Sunday 15th October 2017

Philippians 4.1-9; Matthew 22.1-14

 

I wonder if any of you have received a Save the Date card recently. It seems to be the modern thing to do, if you’re planning a wedding. The idea is to let people know a long way in advance that they’re going to receive an invitation to the event at a later date. It’s almost like a pre-invitation.

 

Back in the time of Jesus, something similar happened. The people invited to a wedding would receive notification in advance, and when the feast was actually ready servants were sent out to tell people it was time to come to the feast.

 

But to this particular wedding, nobody came.

 

Presumably the expected guests had responded to the first invitation with an acceptance, but since then something better had come along - to their minds.

We’re told that the first two had excuses – the farm and the business – but the rest? Perhaps they couldn’t think of an excuse, but just didn’t want to go – so they violently killed the slaves. A somewhat over-the-top reaction, but that’s another sermon.

 

Think perhaps about Prince William and Kate’s marriage. Like the story Jesus told, the wedding feast was for the son of the monarch.

 

Those who were invited were a mix of Kate and William’s friends and families but also, because of the nature of this particular wedding, a number of leaders from around the world. There is a lot of politicking around who should be invited to a royal wedding. Guests are vetted very carefully.

 

And just imagine the outcry, if all those who had responded positively to the invitation, didn’t turn up on the day. There would be all sorts of political and global upheavals.

 

The internet and papers would be all over it; the radio and television news would be full of it; the analysis articles would be everywhere.

 

A royal wedding is not just like any other wedding. To turn down an invitation has many ramifications beyond the obvious disappointment of bride and groom. To snub such an invitation may cause all kinds of broken relationships between states and kingdoms.

- Work required -
Return the sermon's wording exactly, starting with "Think perhaps about" and going on through "and global upheavals.". Work from the sermon alone.

(Outline records)
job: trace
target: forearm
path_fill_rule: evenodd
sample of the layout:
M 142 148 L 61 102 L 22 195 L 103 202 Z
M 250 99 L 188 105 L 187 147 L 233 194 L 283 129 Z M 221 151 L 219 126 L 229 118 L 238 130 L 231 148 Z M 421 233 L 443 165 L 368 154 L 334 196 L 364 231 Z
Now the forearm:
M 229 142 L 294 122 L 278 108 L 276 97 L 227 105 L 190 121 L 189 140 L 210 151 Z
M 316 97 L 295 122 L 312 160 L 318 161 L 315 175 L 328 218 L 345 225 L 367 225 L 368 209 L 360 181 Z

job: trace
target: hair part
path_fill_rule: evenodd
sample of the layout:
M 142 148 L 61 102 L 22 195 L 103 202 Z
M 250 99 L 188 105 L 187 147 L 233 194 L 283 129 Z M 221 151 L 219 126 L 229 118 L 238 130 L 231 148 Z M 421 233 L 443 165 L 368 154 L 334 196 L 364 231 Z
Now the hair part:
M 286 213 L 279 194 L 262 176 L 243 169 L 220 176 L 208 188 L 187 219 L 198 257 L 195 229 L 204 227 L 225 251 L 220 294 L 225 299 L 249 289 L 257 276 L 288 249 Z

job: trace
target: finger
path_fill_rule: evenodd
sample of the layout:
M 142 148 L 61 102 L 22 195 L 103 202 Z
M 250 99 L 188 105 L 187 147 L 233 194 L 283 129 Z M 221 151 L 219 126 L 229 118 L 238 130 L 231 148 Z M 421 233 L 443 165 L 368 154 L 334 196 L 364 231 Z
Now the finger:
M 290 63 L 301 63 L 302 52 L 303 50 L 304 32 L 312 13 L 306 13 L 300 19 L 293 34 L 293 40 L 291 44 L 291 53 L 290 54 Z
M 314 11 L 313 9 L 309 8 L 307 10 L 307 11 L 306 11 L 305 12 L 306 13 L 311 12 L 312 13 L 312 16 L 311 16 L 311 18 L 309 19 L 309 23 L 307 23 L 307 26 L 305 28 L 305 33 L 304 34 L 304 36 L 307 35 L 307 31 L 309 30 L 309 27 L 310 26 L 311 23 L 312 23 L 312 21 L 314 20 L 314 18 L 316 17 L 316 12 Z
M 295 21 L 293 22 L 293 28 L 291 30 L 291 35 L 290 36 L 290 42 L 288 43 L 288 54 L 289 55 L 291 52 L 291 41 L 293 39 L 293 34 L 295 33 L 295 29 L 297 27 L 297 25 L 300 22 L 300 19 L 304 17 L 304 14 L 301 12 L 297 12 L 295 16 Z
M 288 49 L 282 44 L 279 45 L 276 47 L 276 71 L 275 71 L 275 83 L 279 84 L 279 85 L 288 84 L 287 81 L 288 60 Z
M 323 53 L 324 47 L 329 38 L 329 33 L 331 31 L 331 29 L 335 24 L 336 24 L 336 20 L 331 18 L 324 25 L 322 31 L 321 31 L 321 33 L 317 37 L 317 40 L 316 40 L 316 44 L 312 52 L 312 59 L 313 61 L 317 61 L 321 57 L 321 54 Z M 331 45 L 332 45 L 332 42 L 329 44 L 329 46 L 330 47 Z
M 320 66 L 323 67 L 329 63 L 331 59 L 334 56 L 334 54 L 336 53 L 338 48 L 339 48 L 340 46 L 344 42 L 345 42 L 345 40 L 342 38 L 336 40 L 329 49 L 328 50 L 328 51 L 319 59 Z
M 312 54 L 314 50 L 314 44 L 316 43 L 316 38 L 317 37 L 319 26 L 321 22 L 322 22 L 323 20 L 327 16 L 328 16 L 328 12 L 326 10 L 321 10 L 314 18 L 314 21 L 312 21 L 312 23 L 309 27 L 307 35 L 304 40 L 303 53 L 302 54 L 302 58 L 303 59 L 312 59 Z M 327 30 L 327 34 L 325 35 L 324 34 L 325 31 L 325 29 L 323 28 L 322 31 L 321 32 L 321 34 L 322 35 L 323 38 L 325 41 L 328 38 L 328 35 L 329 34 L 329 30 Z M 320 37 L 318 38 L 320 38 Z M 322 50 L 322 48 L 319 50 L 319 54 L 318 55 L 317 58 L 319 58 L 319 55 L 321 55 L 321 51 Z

- Result -
Think perhaps about Prince William and Kate’s marriage. Like the story Jesus told, the wedding feast was for the son of the monarch.

 

Those who were invited were a mix of Kate and William’s friends and families but also, because of the nature of this particular wedding, a number of leaders from around the world. There is a lot of politicking around who should be invited to a royal wedding. Guests are vetted very carefully.

 

And just imagine the outcry, if all those who had responded positively to the invitation, didn’t turn up on the day. There would be all sorts of political and global upheavals.